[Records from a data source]
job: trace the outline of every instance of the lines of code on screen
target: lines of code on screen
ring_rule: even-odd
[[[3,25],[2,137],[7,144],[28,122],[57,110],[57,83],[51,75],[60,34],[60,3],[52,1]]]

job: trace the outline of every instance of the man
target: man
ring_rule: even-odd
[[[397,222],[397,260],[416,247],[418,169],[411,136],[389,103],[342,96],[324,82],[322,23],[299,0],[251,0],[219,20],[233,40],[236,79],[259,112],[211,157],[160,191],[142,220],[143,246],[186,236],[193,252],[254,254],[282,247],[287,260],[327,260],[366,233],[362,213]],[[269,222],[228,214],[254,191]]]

* * *

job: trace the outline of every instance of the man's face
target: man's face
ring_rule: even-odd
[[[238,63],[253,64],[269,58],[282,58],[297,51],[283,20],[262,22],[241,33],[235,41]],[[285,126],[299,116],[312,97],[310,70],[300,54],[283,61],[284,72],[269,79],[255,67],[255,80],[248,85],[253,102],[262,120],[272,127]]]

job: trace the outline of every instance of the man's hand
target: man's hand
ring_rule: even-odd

GOAL: Pull out every line in the records above that contains the word "screen", and copy each of those lines in full.

SOLUTION FOR THIS EXERCISE:
job: trace the outline of every instance of the lines of code on screen
target: lines of code on screen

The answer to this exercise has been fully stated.